##### SUPPLIED MATERIAL

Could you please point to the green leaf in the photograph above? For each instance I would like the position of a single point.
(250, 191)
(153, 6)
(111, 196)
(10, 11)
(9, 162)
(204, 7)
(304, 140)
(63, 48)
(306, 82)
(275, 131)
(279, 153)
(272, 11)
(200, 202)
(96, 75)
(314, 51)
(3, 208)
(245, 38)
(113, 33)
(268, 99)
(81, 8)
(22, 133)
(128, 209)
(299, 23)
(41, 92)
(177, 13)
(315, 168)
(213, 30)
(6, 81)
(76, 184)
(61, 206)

##########

» YOUR TASK
Could you give the data above again, exact in every line?

» EXERCISE SOLUTION
Could you please point to the green leaf in the photograph above? For each instance I would like the position of a single point.
(250, 191)
(153, 6)
(111, 196)
(10, 11)
(9, 162)
(204, 7)
(304, 140)
(63, 48)
(306, 82)
(275, 131)
(279, 153)
(272, 11)
(200, 202)
(96, 75)
(314, 51)
(3, 208)
(245, 38)
(113, 33)
(268, 99)
(81, 8)
(22, 133)
(128, 209)
(299, 23)
(41, 92)
(177, 13)
(315, 168)
(213, 30)
(6, 81)
(76, 184)
(61, 206)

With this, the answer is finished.